1#Q   2bQ   13#Q   -1bQ

5.2 Degree Chords

Build chords with + between degrees:

| 1+3+5Q , 4+6+1.1Q ||
| 1.(-1)+3.(-1)+5.(-1)H , 5+7+2.1H ||

This is powerful for:

  • Transposition.

  • Harmony teaching.

  • Quickly sketching chord progressions independent of key.


6. Piano Mode – Right & Left Hands

When you set the channel instrument to Piano (or a special “Piano – 2 Hands” option, depending on the UI), the channel can provide:

  • Right-hand DV text area.

  • Left-hand DV text area.

  • A checkbox like: “Play both hands together”.

Both hands:

  • Use the same meter, tempo, and input mode (notes/degrees).

  • Can share the same or different DV patterns.

This allows you to write polyphonic piano textures within one channel.
The “fake sustain” trick described in the index (using + and duration grouping) helps simulate two voices in one staff when needed.


7. Export & Print

DVLCO Demo v1 includes export options for each channel and for the full orchestra.

Per channel:

  • Export Channel (MP3) – records that channel to MP3 (or WAV fallback).

  • Export Channel (MIDI) – exports that channel’s DV as a MIDI track.

  • Print Channel (PDF) – prints DV boxes for that channel.

Global:

  • Export Full Mix (MP3 / WAV) 💾 – mixes all channels together as audio.

  • Export Full Mix (MIDI) 🎼 – combined orchestra MIDI.

  • Print All Channels (PDF) – prints DV boxes for the whole score.

These exports make it easier to:

  • Share sketches.

  • Import MIDI into a DAW or notation program.

  • Archive and compare different versions.

  • Print simple DV scores for reading away from the computer.


8. Status, Limitations & Future Directions

This demo is explicitly a Demo v1, not a final product.

8.1 What works

  • Multi-channel DV playback.

  • Note and degree modes.

  • Basic chords (DV style & western symbols).

  • Slides -S-.

  • Repeats |: ... :|.

  • Rests and full-bar mutes.

  • Triplets / tuplets with [i/n] (basic use).

  • Percussion shorthand.

^^^^

# Short exercise
Carry the DVLCO Demo v1 documentation forward from its final line. The records that come next are separate material and have no connection to the documentation above.

# Given data

^^^^

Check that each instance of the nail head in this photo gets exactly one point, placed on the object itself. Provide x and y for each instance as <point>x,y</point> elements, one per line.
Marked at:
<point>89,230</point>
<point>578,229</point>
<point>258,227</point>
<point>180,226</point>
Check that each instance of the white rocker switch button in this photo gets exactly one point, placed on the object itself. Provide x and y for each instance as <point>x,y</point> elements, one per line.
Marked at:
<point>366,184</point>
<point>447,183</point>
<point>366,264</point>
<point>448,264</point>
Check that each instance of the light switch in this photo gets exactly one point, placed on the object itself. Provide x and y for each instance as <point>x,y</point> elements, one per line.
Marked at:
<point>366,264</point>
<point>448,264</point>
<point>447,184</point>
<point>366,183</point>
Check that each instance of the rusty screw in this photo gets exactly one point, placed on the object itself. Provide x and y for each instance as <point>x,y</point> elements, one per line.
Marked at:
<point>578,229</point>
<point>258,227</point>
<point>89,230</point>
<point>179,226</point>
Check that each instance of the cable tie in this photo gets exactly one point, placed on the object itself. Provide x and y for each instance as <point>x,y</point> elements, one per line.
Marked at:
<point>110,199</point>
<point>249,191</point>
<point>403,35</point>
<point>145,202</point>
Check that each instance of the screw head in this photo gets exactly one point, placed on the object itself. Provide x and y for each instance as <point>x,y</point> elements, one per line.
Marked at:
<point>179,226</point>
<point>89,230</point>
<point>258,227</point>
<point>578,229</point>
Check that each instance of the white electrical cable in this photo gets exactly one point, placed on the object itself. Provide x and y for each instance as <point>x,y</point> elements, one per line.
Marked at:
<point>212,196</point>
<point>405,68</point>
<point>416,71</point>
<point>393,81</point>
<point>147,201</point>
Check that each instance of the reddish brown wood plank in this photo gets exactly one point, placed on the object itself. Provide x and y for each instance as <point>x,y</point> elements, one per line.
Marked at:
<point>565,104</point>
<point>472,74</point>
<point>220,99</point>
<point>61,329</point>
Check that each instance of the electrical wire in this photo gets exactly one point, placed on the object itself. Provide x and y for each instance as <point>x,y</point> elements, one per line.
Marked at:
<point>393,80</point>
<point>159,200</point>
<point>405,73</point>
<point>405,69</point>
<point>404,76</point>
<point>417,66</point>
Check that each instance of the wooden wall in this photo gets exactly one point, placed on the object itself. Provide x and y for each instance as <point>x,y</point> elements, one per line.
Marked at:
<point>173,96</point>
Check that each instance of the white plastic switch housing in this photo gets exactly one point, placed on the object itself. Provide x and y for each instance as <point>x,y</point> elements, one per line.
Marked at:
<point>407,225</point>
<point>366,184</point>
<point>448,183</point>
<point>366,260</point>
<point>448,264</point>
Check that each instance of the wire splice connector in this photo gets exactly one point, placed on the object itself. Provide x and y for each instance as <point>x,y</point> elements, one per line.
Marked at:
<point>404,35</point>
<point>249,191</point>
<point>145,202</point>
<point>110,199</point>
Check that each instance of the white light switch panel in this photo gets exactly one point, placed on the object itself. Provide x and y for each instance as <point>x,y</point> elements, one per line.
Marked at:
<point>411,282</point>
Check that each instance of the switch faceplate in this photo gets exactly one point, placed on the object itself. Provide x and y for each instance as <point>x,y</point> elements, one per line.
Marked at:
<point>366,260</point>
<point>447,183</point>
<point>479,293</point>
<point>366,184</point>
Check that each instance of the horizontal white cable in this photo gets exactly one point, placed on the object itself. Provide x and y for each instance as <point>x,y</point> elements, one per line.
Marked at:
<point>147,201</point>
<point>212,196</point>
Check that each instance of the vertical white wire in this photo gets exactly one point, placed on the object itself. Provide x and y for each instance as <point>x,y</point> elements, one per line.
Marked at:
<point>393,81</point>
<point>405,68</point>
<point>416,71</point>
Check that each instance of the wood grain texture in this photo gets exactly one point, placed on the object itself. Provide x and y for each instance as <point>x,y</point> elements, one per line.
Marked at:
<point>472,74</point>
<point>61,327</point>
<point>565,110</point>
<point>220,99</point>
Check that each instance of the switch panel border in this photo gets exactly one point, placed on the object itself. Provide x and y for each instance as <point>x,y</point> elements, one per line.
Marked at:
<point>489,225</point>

^^^^

# Answer to the task
  • Piano 2-hands mode.

  • Audio (MP3/WAV) and MIDI export, print functions.

8.2 Known limitations

  • Some tuplets and complex combinations may break or behave unexpectedly.

  • Chord voicings (especially for advanced qualities) are still simple and may be improved.

  • Slides are not yet fully realistic legato in all instruments.

  • Sound design uses synthesized instruments, not full sample libraries.

  • Some DV rules from the full articles are not yet implemented (body movement, theater, etc.).

8.3 Future possibilities (no fixed promises)

  • Offline versions (desktop app) and mobile apps.

  • More instrument choices and higher-quality sound sets.

  • Deeper engraving/printing tools for DV scores.

  • Advanced repeat/navigation symbols.

  • Integration with AI for analysis, suggestion and automatic orchestration.


9. Learn More About DV Language

DVLCO is one tool in a larger ecosystem. The full concept of DV Language is documented in my articles:

  • “The DV Language: David’s Violin Language” – main description (Blogger).

  • “The DV Language” – overview and philosophy (Substack).

  • “Music Theory with DV Language” – more theoretical and educational.

  • “The Integration of DV Language with AI: From Teaching Instruments to Creative Machines 🎶🤖” – about AI and DV.

  • “DVLCO – DV Language Composer Orchestra (Demo v1)” – conceptual description of this app.

All these are authored by Ronen Kolton Yehuda (MKR: Messiah King RKY).


10. Legal Notice & Credits

All intellectual property related to:

  • DV Language (DVL)

  • DV notation, DV boxes, duration syntax, slide notation, chord notation, drum shorthand

  • Degree-mode system and DV degrees logic

  • DVLCO (DV Language Composer Orchestra)

  • DV parsing and multi-channel playback architecture for this demo

is the invention of Ronen Kolton Yehuda (MKR: Messiah King RKY).
All rights reserved. Any commercial use, adaptation or integration requires my explicit permission.

The current demo is implemented as a web application using JavaScript, HTML and Tone.js (plus export utilities).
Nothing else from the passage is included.